▶ [EXERCISE] Pictures aside, can you reproduce the records word for word?

[Data records]
# # # # # # #
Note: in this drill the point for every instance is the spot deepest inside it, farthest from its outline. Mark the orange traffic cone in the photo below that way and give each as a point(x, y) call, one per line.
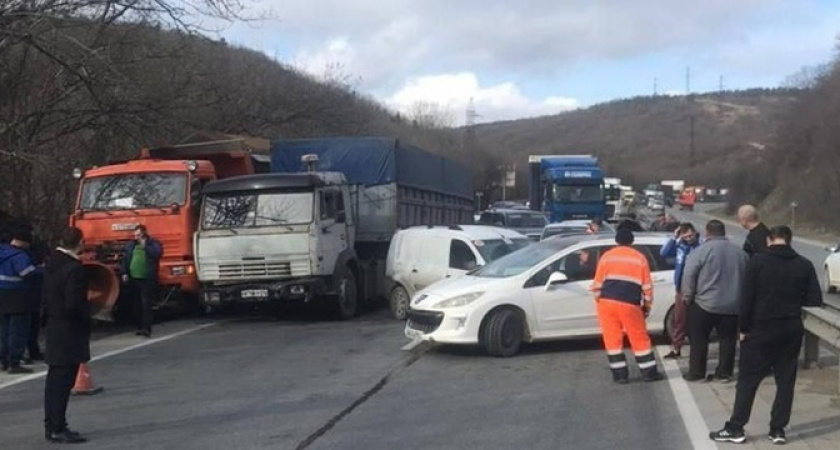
point(84, 383)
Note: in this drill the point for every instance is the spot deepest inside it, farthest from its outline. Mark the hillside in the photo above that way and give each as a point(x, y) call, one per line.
point(647, 139)
point(79, 92)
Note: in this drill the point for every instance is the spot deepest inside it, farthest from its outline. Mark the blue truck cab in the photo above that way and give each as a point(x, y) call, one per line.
point(566, 187)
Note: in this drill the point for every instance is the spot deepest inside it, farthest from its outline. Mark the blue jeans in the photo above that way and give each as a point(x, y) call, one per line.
point(14, 334)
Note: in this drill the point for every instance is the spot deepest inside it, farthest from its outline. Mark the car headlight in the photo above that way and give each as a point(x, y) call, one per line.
point(461, 300)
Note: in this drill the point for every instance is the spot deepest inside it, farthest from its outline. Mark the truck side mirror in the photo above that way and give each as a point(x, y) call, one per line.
point(556, 278)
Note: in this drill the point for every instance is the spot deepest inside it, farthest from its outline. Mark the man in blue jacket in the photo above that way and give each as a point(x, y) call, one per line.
point(16, 273)
point(140, 264)
point(684, 241)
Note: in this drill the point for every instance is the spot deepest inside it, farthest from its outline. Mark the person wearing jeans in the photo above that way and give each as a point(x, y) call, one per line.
point(678, 247)
point(139, 268)
point(16, 271)
point(711, 287)
point(778, 283)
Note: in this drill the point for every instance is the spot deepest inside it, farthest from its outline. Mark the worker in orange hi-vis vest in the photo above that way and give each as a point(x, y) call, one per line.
point(624, 295)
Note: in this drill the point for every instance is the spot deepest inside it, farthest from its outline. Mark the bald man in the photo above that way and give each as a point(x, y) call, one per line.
point(757, 238)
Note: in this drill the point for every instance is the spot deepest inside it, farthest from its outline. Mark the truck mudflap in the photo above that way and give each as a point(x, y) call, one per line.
point(269, 292)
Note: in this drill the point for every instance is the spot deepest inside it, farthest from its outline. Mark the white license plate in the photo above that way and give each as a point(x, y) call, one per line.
point(413, 334)
point(254, 293)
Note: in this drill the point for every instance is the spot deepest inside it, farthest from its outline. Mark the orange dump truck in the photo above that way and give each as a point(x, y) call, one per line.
point(159, 188)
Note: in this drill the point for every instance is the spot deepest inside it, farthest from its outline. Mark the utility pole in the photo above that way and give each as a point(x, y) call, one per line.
point(688, 80)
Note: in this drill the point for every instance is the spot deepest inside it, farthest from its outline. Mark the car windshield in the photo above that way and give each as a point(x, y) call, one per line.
point(553, 231)
point(494, 249)
point(578, 194)
point(523, 259)
point(518, 220)
point(134, 191)
point(247, 210)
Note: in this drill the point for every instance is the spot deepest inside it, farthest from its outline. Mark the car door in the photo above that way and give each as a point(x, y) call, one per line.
point(431, 263)
point(332, 222)
point(462, 259)
point(568, 308)
point(833, 264)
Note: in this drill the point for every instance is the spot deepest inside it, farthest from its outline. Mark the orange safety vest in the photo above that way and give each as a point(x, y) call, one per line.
point(623, 275)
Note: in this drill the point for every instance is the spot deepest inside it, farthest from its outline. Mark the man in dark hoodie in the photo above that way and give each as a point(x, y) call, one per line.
point(777, 285)
point(756, 241)
point(68, 332)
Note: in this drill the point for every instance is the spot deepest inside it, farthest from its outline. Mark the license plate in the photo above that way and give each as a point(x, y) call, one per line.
point(254, 293)
point(413, 334)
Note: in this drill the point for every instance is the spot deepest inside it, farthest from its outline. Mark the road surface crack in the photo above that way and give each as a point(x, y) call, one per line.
point(416, 354)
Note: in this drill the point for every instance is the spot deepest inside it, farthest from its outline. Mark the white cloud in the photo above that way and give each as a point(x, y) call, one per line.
point(452, 92)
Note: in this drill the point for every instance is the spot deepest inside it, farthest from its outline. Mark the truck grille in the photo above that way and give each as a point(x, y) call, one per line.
point(110, 253)
point(425, 321)
point(248, 270)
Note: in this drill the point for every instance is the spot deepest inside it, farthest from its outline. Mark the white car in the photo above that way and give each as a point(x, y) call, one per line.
point(422, 255)
point(534, 294)
point(831, 269)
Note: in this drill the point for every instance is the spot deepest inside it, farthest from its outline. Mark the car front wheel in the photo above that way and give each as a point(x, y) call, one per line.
point(502, 334)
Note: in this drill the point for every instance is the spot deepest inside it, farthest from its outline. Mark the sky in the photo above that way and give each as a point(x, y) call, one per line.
point(537, 57)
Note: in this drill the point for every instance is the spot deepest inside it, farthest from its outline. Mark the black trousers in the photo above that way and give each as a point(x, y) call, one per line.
point(145, 295)
point(34, 331)
point(60, 380)
point(770, 346)
point(700, 326)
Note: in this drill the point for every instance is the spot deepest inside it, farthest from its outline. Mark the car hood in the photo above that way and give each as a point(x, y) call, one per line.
point(453, 287)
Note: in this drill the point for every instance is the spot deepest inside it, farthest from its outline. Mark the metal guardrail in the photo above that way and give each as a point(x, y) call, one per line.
point(822, 325)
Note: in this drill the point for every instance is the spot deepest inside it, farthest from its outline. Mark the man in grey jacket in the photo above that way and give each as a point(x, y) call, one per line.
point(711, 286)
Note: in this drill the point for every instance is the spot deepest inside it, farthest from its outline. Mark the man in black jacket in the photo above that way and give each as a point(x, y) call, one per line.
point(778, 284)
point(756, 241)
point(68, 321)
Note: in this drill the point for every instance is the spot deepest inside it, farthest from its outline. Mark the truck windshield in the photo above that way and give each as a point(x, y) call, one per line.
point(591, 193)
point(134, 191)
point(493, 249)
point(244, 210)
point(518, 220)
point(612, 193)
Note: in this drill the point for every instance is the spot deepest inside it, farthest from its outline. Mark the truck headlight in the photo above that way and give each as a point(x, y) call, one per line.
point(461, 300)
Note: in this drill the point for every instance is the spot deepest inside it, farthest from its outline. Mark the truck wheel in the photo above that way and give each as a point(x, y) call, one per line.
point(399, 301)
point(829, 289)
point(502, 334)
point(346, 302)
point(669, 322)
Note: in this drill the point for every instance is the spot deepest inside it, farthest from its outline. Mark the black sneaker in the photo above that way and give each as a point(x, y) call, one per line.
point(19, 370)
point(727, 435)
point(777, 437)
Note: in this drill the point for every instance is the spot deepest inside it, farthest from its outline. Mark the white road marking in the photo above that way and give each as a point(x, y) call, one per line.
point(36, 375)
point(695, 425)
point(411, 345)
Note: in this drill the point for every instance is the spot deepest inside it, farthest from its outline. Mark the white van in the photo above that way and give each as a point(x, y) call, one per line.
point(420, 256)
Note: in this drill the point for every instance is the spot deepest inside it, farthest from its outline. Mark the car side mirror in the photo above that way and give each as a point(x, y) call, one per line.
point(556, 278)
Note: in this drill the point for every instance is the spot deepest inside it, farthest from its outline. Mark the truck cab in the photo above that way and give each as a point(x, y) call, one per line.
point(273, 238)
point(161, 189)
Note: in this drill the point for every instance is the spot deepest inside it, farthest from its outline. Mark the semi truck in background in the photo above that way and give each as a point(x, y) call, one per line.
point(159, 188)
point(317, 228)
point(566, 187)
point(612, 197)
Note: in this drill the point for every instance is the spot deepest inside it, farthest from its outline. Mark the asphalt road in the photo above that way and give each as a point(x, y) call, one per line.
# # # # # # #
▶ [EXERCISE ANSWER]
Note: in this drill the point for every instance is the spot deepest inside it, farthest from its outline. Mark the orange traffic cone in the photo below that way and give each as a point(x, y) call, one per line.
point(84, 383)
Note: in this drill the point for every instance is the spot deepest inside it, farthest from its outline. Mark the hillside in the photo above that way and give each as a point(x, y) call, one per line.
point(647, 139)
point(79, 92)
Note: in this drill the point for every instance is the spot deepest inside it, farthest from its outline. Mark the blue truck cab in the photo above that way and give each as a point(x, y) call, one per line.
point(566, 187)
Note: in this drill the point for every instance is the spot deepest inside it, farthest from its outline. Mark the blue jeans in the photo above that way and give each as a point(x, y) call, one per line.
point(14, 334)
Note: in this drill the point for every instance is the spot deepest inside it, farthest from its outline. Mark the car headlight in the photo above that way and give each as a point(x, y) call, one per line.
point(461, 300)
Note: in this drill the point for every instance is the spot deepest inside it, farthest from its outline. Mark the truck side mirror in the photo above that way and give each as a point(x, y) call, one per line.
point(556, 278)
Note: in this drill the point for every instance is the spot deepest inside it, farthest from its outline. Mark the man in blue jacket in the photo above that way and give each as a point(x, y) call, one per line.
point(16, 273)
point(140, 264)
point(684, 241)
Note: in this drill the point for every instance is the spot deepest inside it, farthest from its outline. Mark the person wearing jeans in the photo above that way and give each as a point(x, y) call, one per line.
point(678, 247)
point(139, 268)
point(16, 271)
point(711, 287)
point(778, 283)
Note: in this drill the point for every instance is the spot deepest inside it, farthest from its outline. Mark the worker in orange hi-vis vest in the photo above that way and give each as a point(x, y) call, one per line.
point(624, 295)
Note: in this drill the point for every instance is the spot deepest inside it, farthest from its outline. Mark the bald man in the photo above that way and give each as a point(x, y) call, one per line.
point(757, 238)
Note: in this drill the point for every instance is the spot deepest inside it, farthest from its outline. Mark the truck mudflap in the photo above that way and give each as a point(x, y) call, one per line.
point(269, 292)
Note: in this drill the point for every instance is the spot deepest inside it, farthest from its outline. Mark the white license plate in the photo above that way and give each as a point(x, y) call, one per line.
point(413, 334)
point(254, 293)
Note: in this drill the point for every instance is the spot deepest inside it, farthest from its outline. Mark the orange dump truck in the photo above that way and give each as a point(x, y) call, one per line.
point(159, 188)
Note: in this drill the point for every instance is the spot deepest inside it, farthest from its outline. Mark the utility pole in the photo above that way and give each as a point(x, y) call, one per line.
point(688, 80)
Note: in this drill the point for every instance is the spot deepest inside it, farthest from its outline. Mark the car windshield in the photo above that way and give each as a point(x, y) call, one per line.
point(553, 231)
point(494, 249)
point(578, 194)
point(523, 259)
point(518, 220)
point(134, 191)
point(247, 210)
Note: in this drill the point for every instance is the spot deepest inside it, farthest from its outline. Mark the car door in the photo above that way and give each as a point(x, y) call, one per line.
point(431, 263)
point(332, 222)
point(462, 259)
point(568, 308)
point(833, 264)
Note: in this drill the point for every instance is the spot deepest inside it, farthest from its outline. Mark the orange safety vest in the photo above that way and give each as a point(x, y) call, one per line.
point(623, 275)
Note: in this drill the point for every instance is the spot deepest inside it, farthest from its outline. Mark the man in dark hoodie in the photo above that way and give each as a point(x, y) call, one per line.
point(777, 285)
point(756, 241)
point(68, 332)
Note: in this drill the point for every instance is the spot deepest inside it, farthest from its outline. Mark the license plate in the photo above that way and give each as a point(x, y) call, one per line.
point(254, 293)
point(413, 334)
Note: in this drill the point for every instance is the spot deepest inside it, farthest from its outline. Mark the road surface crack in the photo above that way and give each as a point(x, y) call, one per line.
point(416, 354)
Note: in this drill the point for every instance is the spot deepest inside it, farthest from its outline. Mark the white cloud in the photo above that way and give each as a point(x, y) call, one per line.
point(452, 92)
Note: in this drill the point for every instance is the spot deepest inside it, farthest from its outline. Mark the truck grille in the photo above that way and give each as a point(x, y) call, one per line.
point(110, 253)
point(425, 321)
point(248, 270)
Note: in this drill the point for every instance is the spot deepest inside it, farthest from its outline. Mark the white car in the photo above that way and give each as a point(x, y) call, one per line.
point(422, 255)
point(534, 294)
point(831, 269)
Note: in this drill the point for every instance is the spot deepest inside it, farthest from its outline. Mark the car front wheel in the photo above that way and give each as a point(x, y) call, one per line.
point(502, 334)
Note: in this drill the point for every instance is the spot deepest inside it, farthest from its outline. Mark the sky in the photo above that way and give each as a point(x, y) call, one per line.
point(537, 57)
Note: in this drill the point for every instance is the spot deepest inside it, farthest from its outline. Mark the black trousers in the photo above that way and give each as a point(x, y) call, one per line.
point(145, 295)
point(34, 331)
point(60, 380)
point(770, 346)
point(700, 326)
Note: in this drill the point for every instance is the spot deepest inside it, farthest from its outline. Mark the car hood in the photo above that way and give each as a point(x, y) call, one per line.
point(453, 287)
Note: in this drill the point for every instance is the spot deepest inside it, farthest from its outline. Mark the metal guardrail in the photo above that way and give each as a point(x, y) call, one per line.
point(822, 325)
Note: in this drill the point for every instance is the spot deepest inside it, farthest from its outline. Mark the man in grey jacket in the photo above that way and give each as a point(x, y) call, one per line.
point(711, 286)
Note: in this drill the point for every instance is the spot deepest inside it, farthest from its outline. Mark the man in black jacket in the photo above that way and give each as a point(x, y) call, one per line.
point(778, 284)
point(756, 241)
point(68, 321)
Note: in this drill the point for every instance is the spot deepest inside it, farthest from its outline. Mark the truck windshield in the photo above that way and give each as a point(x, y) call, one per line.
point(591, 193)
point(134, 191)
point(493, 249)
point(244, 210)
point(518, 220)
point(612, 193)
Note: in this drill the point for every instance is the spot deepest inside it, farthest from its outline. Mark the truck headlight in the photo above that way and give each as a point(x, y) call, one per line.
point(461, 300)
Note: in this drill the point for every instance is the spot deepest inside it, farthest from its outline. Mark the truck wheel in the photo above that way and give each as a point(x, y) call, one per line.
point(399, 301)
point(829, 289)
point(502, 334)
point(346, 302)
point(669, 322)
Note: in this drill the point for every instance is the spot deepest inside it, farthest from its outline. Mark the black sneaker in the photo above that way and give each as a point(x, y) call, one per line.
point(19, 370)
point(727, 435)
point(777, 437)
Note: in this drill the point for every instance is the spot deepest inside it, farthest from its outline. Mark the white road marking in the photo above that way and give each as a point(x, y) call, one per line.
point(36, 375)
point(695, 425)
point(411, 345)
Note: in this drill the point for every instance is the spot deepest inside it, farthest from its outline. Mark the white van in the photo above that way and give each as a point(x, y) call, one per line.
point(420, 256)
Note: in this drill the point for every instance is the spot deepest inside it, farthest from its outline. Mark the car side mirror in the photo above that way and give each as a point(x, y) call, one per line.
point(556, 278)
Note: in this drill the point for every instance is the spot deepest inside it, farthest from its outline. Mark the truck cab in the photo above that way and give each as a point(x, y) call, one per line.
point(273, 238)
point(161, 189)
Note: in this drill the point for every instance is the spot deepest inside it, farthest from its outline. Mark the semi truck in background in the photo above that way and give each as a point(x, y) call, one per line.
point(159, 188)
point(317, 228)
point(566, 187)
point(612, 197)
Note: in this drill the point for every instance is the spot deepest inside it, farthest from its outline. Mark the asphalt road in the photo above that way and give each as a point(x, y) call, one per line.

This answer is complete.